## Given request
Extract the complete listing and output it unchanged.

[Data extracted from a collection]
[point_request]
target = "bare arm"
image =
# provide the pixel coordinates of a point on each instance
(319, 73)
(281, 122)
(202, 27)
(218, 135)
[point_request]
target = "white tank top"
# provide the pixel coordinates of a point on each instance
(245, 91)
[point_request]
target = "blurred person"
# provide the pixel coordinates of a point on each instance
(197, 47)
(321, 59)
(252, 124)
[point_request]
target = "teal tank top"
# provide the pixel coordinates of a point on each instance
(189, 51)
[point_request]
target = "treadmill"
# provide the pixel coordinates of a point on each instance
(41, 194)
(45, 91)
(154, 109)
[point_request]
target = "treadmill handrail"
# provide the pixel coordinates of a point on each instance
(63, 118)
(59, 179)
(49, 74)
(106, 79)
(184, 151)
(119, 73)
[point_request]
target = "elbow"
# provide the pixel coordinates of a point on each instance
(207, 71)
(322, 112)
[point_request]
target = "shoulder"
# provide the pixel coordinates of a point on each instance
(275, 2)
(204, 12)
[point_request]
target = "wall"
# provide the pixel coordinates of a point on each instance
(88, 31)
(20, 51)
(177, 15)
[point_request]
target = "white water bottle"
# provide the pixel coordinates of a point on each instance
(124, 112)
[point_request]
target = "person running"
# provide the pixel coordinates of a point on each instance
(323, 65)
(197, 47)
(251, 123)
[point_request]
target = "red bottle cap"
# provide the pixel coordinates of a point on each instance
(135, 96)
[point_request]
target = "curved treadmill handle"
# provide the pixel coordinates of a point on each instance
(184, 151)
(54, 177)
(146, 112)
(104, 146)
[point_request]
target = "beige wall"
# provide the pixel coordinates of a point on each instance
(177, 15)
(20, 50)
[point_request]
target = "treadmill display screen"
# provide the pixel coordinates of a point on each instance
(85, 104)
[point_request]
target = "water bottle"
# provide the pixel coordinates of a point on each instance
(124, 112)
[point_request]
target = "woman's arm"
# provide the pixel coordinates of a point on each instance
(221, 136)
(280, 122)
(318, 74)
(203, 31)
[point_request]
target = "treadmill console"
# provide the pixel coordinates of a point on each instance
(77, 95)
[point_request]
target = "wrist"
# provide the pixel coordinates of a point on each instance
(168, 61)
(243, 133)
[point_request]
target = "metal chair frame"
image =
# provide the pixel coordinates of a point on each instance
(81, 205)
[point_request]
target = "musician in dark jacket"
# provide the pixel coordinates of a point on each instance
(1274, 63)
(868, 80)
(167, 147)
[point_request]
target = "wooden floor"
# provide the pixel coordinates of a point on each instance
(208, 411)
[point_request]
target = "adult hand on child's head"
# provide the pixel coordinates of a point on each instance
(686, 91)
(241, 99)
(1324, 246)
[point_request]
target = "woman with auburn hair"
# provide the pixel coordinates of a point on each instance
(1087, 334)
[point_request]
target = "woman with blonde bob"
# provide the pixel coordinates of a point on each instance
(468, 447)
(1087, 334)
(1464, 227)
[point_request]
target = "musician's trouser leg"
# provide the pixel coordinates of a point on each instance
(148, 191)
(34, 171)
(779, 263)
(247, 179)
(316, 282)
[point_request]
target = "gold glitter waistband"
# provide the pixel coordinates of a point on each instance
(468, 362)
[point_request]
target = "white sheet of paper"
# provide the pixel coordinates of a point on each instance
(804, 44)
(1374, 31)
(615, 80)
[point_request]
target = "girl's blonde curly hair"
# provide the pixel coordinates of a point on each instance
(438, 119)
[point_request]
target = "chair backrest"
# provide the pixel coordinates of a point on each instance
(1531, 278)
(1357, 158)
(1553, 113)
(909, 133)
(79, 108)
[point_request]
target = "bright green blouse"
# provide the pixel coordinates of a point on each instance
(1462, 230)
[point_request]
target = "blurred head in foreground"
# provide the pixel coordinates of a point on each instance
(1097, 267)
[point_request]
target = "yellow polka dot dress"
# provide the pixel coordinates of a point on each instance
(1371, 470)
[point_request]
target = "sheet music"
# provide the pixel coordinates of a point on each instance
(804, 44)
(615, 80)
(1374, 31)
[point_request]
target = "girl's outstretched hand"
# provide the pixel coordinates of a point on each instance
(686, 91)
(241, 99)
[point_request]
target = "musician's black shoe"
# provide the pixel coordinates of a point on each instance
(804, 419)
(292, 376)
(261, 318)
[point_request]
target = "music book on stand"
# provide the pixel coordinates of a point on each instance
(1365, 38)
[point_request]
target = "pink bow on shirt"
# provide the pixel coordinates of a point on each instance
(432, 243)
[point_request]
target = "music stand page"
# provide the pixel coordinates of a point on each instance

## Response below
[point_request]
target = "bare arm"
image =
# provide the pixel coordinates of a point on each instance
(319, 73)
(281, 122)
(202, 27)
(218, 135)
[point_request]
target = "white tank top"
# provide the pixel coordinates of a point on each instance
(245, 91)
[point_request]
target = "blurred person"
# provide the pixel coordinates of a point on each instance
(197, 47)
(321, 59)
(252, 124)
[point_request]
target = "teal tank top"
# provide the pixel coordinates of a point on each instance
(189, 51)
[point_request]
target = "treadmill"
# provide the pixel coordinates of a point on each instance
(41, 194)
(45, 91)
(154, 109)
[point_request]
target = "treadmill handrail"
# provide the pixel coordinates of a point on each instance
(63, 118)
(59, 179)
(49, 74)
(106, 79)
(184, 151)
(119, 73)
[point_request]
target = "elbow"
# provide the pixel coordinates of a point on each instance
(207, 71)
(322, 112)
[point_request]
target = "shoulder"
# provide the pixel coordinates of a point on each instance
(275, 2)
(204, 12)
[point_request]
target = "wall"
# provide the pixel coordinates of a point on each instance
(88, 31)
(20, 51)
(177, 15)
[point_request]
target = "white water bottle"
# provide the pixel coordinates of a point on each instance
(124, 112)
[point_request]
target = "person running"
# provide the pixel coordinates of a point on each instance
(323, 65)
(197, 47)
(251, 123)
[point_request]
target = "red bottle cap"
# provide the pixel coordinates of a point on each instance
(135, 96)
[point_request]
target = "curved treadmill handle"
# provide the pixel coordinates of a point on each instance
(184, 151)
(54, 177)
(146, 112)
(104, 146)
[point_request]
target = "beige wall"
# provide the pixel coordinates of a point on each instance
(177, 15)
(20, 50)
[point_request]
target = "treadmill display screen"
# provide the pixel coordinates of a point on each instance
(85, 104)
[point_request]
target = "water bottle"
# provide the pixel coordinates of a point on each instance
(124, 112)
[point_request]
target = "woman's arm"
# provide the pixel coordinates of a point on each instance
(221, 136)
(280, 122)
(318, 74)
(203, 31)
[point_request]
target = "treadmill console"
# provide the pixel coordinates of a point on each instance
(77, 95)
[point_request]
target = "wrist"
# provide the pixel coordinates of a point on each instance
(168, 61)
(243, 133)
[point_request]
target = "metal chair frame"
image =
# provide the pixel coordinates of a point on each instance
(81, 205)
[point_request]
target = "musician in dark jacket"
# provide the pixel coordinates of a point on each instance
(1274, 63)
(868, 80)
(167, 147)
[point_request]
target = "wooden floor"
# provide the pixel coordinates of a point on each instance
(208, 411)
[point_request]
target = "adult hand on child's head"
# provide the pixel coordinates of a point on each instance
(686, 91)
(241, 99)
(1324, 246)
[point_request]
target = "woman with auburn hair"
# provide the pixel coordinates of a point on each instance
(1087, 334)
[point_request]
target = "woman with blonde bob"
# provide the pixel coordinates of a point on each instance
(468, 447)
(1087, 334)
(1464, 227)
[point_request]
target = "musician's trouser leg"
# provide the pixel coordinates of a point on each instance
(148, 191)
(34, 171)
(779, 263)
(247, 179)
(316, 282)
[point_request]
target = "gold glitter waistband"
# provide the pixel coordinates of a point on each instance
(468, 362)
[point_request]
target = "white sheet of paper"
# provide the pixel coordinates of a point on each instance
(804, 44)
(1374, 31)
(615, 80)
[point_request]
target = "girl's blonde curly hair"
# provide the pixel coordinates of a point on each instance
(438, 119)
[point_request]
target = "chair backrest"
# provide the pixel coordinates of a point on each instance
(1531, 278)
(1357, 158)
(1553, 113)
(909, 133)
(79, 108)
[point_request]
target = "bright green blouse"
# provide the pixel coordinates of a point on each instance
(1462, 230)
[point_request]
target = "blurred head in foreground"
# provide the pixel coordinates of a point on each instance
(1097, 267)
[point_request]
target = "yellow polka dot dress"
# provide the pixel coordinates of a point on each instance
(1371, 470)
[point_request]
target = "sheet music"
# provide the pixel coordinates of a point on each instance
(804, 44)
(615, 80)
(1374, 31)
[point_request]
target = "girl's outstretched hand"
# provide the pixel coordinates of a point on each instance
(686, 91)
(241, 99)
[point_request]
target = "musician's black shoe"
# provide the pixel coordinates of a point on each instance
(804, 419)
(292, 376)
(261, 318)
[point_request]
target = "music book on stand"
# provide the pixel coordinates of a point on each instance
(1365, 38)
[point_request]
target = "pink bow on shirt"
# provide the pixel coordinates of a point on each instance
(432, 243)
[point_request]
target = "music stand page"
# provide the pixel coordinates of a point on each instance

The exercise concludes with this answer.